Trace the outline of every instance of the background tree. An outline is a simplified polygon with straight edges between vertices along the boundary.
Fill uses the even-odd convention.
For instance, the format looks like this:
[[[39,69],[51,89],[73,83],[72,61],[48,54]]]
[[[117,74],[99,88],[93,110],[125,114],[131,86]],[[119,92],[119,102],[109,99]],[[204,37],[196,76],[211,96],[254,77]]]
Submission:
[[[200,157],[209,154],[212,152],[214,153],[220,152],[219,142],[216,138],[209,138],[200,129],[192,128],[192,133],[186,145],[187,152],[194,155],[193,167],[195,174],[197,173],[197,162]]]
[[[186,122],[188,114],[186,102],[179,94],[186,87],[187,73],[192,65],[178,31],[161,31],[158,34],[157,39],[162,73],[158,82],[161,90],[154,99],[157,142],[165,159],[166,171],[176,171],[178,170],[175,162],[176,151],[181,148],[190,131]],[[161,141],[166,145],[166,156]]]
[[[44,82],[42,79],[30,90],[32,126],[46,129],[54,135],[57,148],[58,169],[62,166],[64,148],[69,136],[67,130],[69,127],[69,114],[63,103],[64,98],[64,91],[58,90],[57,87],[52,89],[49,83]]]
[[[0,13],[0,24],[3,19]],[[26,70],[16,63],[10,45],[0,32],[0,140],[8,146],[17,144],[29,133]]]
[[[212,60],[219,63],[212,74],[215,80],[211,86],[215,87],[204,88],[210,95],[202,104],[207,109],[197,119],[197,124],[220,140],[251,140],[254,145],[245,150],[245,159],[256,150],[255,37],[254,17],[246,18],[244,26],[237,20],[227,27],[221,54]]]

Exercise details: Print all of the lines above verbatim, with no changes.

Output below:
Trace the outline of every instance of the background tree. An outline is a simplified polygon with straight edges between vertices along the boundary.
Fill uses the even-odd convention.
For instance, the format looks like this:
[[[39,69],[51,89],[73,83],[72,61],[48,54]]]
[[[117,74],[99,88],[93,110],[125,114],[131,86]],[[119,92],[119,102],[109,99]],[[204,37],[196,76],[211,96],[254,77]]]
Submission:
[[[200,157],[209,154],[212,152],[214,153],[220,152],[219,142],[216,138],[209,138],[200,129],[192,128],[192,133],[186,145],[187,152],[194,155],[193,167],[195,174],[197,173],[197,162]]]
[[[186,122],[188,114],[186,102],[179,94],[186,87],[187,73],[192,65],[178,31],[161,31],[158,34],[157,39],[162,73],[158,82],[161,90],[154,99],[157,142],[165,159],[166,171],[176,171],[178,170],[175,162],[176,151],[181,148],[190,131]],[[161,141],[166,145],[166,156]]]
[[[44,82],[42,79],[30,90],[32,126],[46,129],[54,135],[57,148],[58,169],[62,166],[64,148],[69,136],[67,130],[69,127],[69,114],[63,103],[64,98],[64,91],[58,90],[57,87],[52,89],[49,83]]]
[[[0,13],[0,24],[3,19]],[[26,70],[16,63],[10,45],[0,32],[0,140],[8,146],[17,144],[29,133]]]
[[[212,60],[219,63],[212,74],[215,80],[211,86],[215,87],[204,88],[210,95],[202,104],[207,109],[197,119],[197,124],[220,140],[251,140],[254,145],[245,150],[245,159],[256,150],[255,37],[254,17],[246,18],[244,26],[237,20],[227,27],[221,54]]]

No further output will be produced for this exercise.